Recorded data
=======

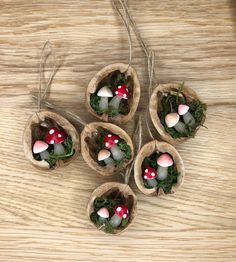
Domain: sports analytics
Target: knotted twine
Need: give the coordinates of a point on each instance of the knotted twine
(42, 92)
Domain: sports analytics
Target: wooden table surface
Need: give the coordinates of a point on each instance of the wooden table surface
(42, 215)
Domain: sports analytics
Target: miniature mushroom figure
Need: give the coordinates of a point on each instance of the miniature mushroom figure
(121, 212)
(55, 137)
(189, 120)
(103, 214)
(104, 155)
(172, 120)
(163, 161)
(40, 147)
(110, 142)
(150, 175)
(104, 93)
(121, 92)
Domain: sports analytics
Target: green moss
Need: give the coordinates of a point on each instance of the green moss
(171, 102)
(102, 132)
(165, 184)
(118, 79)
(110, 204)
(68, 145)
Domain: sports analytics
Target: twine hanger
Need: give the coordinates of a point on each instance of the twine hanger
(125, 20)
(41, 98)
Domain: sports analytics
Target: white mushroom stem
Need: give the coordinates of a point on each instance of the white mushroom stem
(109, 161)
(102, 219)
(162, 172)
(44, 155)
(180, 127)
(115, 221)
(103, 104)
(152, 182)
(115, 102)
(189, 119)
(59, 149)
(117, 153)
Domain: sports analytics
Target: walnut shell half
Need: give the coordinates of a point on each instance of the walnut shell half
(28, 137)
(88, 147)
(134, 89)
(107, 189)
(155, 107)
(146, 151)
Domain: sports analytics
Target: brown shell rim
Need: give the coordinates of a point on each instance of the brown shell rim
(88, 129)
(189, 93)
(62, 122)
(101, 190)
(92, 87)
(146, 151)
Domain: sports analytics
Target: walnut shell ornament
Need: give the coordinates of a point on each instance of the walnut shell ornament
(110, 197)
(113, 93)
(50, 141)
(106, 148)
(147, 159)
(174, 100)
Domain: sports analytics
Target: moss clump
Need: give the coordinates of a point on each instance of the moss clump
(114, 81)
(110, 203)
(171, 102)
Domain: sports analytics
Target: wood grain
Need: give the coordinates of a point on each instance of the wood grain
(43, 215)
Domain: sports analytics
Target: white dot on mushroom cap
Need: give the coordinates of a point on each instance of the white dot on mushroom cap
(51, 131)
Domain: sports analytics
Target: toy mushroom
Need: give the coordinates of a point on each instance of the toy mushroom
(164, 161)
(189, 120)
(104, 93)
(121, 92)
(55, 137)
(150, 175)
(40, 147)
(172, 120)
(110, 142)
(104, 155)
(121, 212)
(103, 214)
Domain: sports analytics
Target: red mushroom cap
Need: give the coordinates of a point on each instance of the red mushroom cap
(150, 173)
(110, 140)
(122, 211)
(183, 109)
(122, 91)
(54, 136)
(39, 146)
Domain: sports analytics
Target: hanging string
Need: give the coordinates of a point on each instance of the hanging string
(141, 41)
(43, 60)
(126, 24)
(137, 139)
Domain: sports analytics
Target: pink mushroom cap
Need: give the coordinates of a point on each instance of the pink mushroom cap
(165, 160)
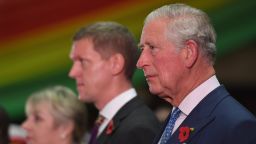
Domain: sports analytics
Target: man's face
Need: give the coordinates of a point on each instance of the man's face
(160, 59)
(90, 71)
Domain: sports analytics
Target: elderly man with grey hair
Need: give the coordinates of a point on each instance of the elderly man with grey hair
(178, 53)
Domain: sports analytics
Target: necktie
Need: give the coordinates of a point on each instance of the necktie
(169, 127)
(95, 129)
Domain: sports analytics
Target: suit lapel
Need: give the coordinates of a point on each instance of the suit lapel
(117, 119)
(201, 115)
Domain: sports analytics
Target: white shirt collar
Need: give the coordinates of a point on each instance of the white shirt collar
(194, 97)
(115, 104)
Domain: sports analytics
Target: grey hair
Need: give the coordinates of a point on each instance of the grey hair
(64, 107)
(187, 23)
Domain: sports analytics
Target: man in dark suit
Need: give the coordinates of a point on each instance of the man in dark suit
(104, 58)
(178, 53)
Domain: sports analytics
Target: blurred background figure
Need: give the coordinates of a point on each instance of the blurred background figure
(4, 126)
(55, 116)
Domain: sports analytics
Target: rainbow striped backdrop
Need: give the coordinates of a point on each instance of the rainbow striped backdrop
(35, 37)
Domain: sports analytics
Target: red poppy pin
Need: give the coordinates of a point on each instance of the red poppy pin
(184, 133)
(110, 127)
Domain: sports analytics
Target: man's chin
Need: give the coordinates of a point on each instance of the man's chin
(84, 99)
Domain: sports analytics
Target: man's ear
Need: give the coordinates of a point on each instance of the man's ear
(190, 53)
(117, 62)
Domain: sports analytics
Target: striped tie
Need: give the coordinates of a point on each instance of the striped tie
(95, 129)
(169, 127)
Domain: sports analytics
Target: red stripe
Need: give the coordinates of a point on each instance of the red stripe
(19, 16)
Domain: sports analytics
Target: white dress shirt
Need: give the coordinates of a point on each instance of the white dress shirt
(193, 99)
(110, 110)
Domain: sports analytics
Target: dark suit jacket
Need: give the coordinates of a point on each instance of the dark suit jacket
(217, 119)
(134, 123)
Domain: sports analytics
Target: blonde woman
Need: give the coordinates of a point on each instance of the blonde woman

=======

Directive
Copy every line of the data exactly as written, excluding the pictures.

Right answer
Domain: sports analytics
Target: knotted twine
Need: give the coordinates of a point on each instance of the knotted twine
(42, 92)
Domain: sports analytics
Target: wooden table surface
Need: give the coordinates of a point on each instance of the wooden table surface
(42, 215)
Domain: sports analytics
Target: miniature mushroom figure
Need: give the coordinates of a point on each instance of the miniature mushroom figure
(121, 212)
(55, 137)
(189, 120)
(103, 214)
(104, 155)
(172, 120)
(163, 161)
(40, 147)
(110, 142)
(150, 175)
(104, 93)
(121, 92)
Domain: sports analytics
Target: green moss
Need: give the coordinates of a point on each instance of the green moss
(171, 102)
(102, 132)
(165, 184)
(118, 79)
(110, 204)
(68, 145)
Domain: sports analytics
Target: twine hanger
Need: give the coordinates of a point on each instance of the twine hanger
(125, 20)
(41, 98)
Domain: sports analytics
Target: white mushroom stem
Need: give the coordinates of a point on each instance of the white mushroom stem
(109, 161)
(102, 219)
(162, 172)
(44, 155)
(180, 127)
(115, 221)
(103, 104)
(152, 182)
(115, 102)
(189, 119)
(59, 149)
(117, 153)
Domain: sports analytics
Target: walnut shell half
Need: give the coordinates of a point on each instance of the walnut shell half
(28, 137)
(88, 147)
(134, 89)
(107, 189)
(155, 107)
(146, 151)
Domain: sports analytics
Target: brown shell rim
Need: give the coordinates of a point on each instance of the brown shell rim
(88, 129)
(189, 93)
(62, 122)
(101, 190)
(92, 87)
(146, 151)
Domain: sports analytics
Target: walnut shell ornament
Need: give the coordinates of a point on each instance of the walnut shell ornament
(110, 197)
(113, 93)
(50, 141)
(106, 148)
(147, 159)
(174, 100)
Domain: sports analytics
Target: moss clump
Need: give the coordinates of a point on each instance of the moss clump
(114, 81)
(110, 203)
(171, 102)
Domain: sports analytics
Target: wood grain
Need: give the coordinates of a point on each instance of the wood grain
(43, 215)
Domain: sports analytics
Target: white dot on mushroom cap
Need: give the coordinates of a point on each instance of the white dot on mushroom cap
(51, 131)
Domain: sports analytics
Target: toy mushroom
Need: give the coordinates of a point on each instance of the toy mushroom
(164, 161)
(189, 120)
(104, 93)
(121, 92)
(55, 137)
(150, 175)
(40, 147)
(172, 120)
(110, 142)
(104, 155)
(121, 212)
(103, 214)
Domain: sports analytics
Target: red mushroom cap
Need: give the coordinates of a point on each instance of the red mushroom cap
(150, 173)
(110, 140)
(122, 211)
(183, 109)
(122, 91)
(54, 136)
(39, 146)
Domain: sports analytics
Target: hanging string
Need: give the coordinates of a point on each instance of the hanging string
(141, 41)
(43, 60)
(126, 24)
(137, 139)
Domain: sports analytics
Target: pink mushroom cap
Need: give the coordinates of a point on each instance of the pink mushroom cap
(165, 160)
Domain: sports analytics
Target: man's face
Need: give the coordinates of a point on each instance of the man's face
(160, 59)
(90, 71)
Domain: sports analytics
Target: elderly man with grey hair
Need: give the coordinates of a point on each instance of the elderly man with grey hair
(178, 53)
Domain: sports analytics
Target: necktie
Need: give the coordinates of a point on each instance of the necktie
(169, 127)
(95, 129)
Domain: sports analytics
Target: suit lapel
Need: give the coordinates of a point on each instance of the suit lapel
(117, 119)
(201, 115)
Domain: sports analytics
Target: white shirt collar
Need: give the coordinates of a point on each instance of the white shirt collar
(194, 97)
(115, 104)
Domain: sports analytics
Target: grey hair
Need: give the coordinates of a point on each instance of the grey hair
(64, 107)
(187, 23)
Domain: sports analytics
Target: man in dark suit
Need: give the coordinates of a point on each instance of the man in dark suit
(104, 58)
(178, 53)
Domain: sports analytics
Target: blurred background figure
Need: give the coordinates of a point on each instance of the blurred background figure
(4, 126)
(55, 116)
Domain: sports analytics
Target: rainbow striped backdrop
Need: give the coordinates of a point on each instance of the rainbow striped backdrop
(35, 37)
Domain: sports analytics
Target: red poppy pin
Need: give the coordinates of a point on each instance of the red poppy pin
(184, 133)
(110, 127)
Domain: sports analytics
Target: man's chin
Need: give the coordinates of a point on each instance of the man's chin
(84, 99)
Domain: sports analytics
Target: man's ear
Need: give the coordinates of a point on each instance of the man's ear
(190, 53)
(117, 62)
Domain: sports analytics
Target: striped tie
Need: give the coordinates of a point on each instance of the striped tie
(95, 129)
(169, 127)
Domain: sports analytics
Target: red stripe
Need: give the coordinates of a point on each instance of the red stripe
(19, 16)
Domain: sports analytics
Target: white dress shirt
Need: give the coordinates of a point on each instance of the white dress shirt
(193, 99)
(110, 110)
Domain: sports analytics
Target: dark suit jacket
Need: give the coordinates of a point on each instance of the dark suit jacket
(217, 119)
(134, 123)
Domain: sports analytics
Target: blonde woman
Need: give the coordinates of a point on each instance of the blonde woman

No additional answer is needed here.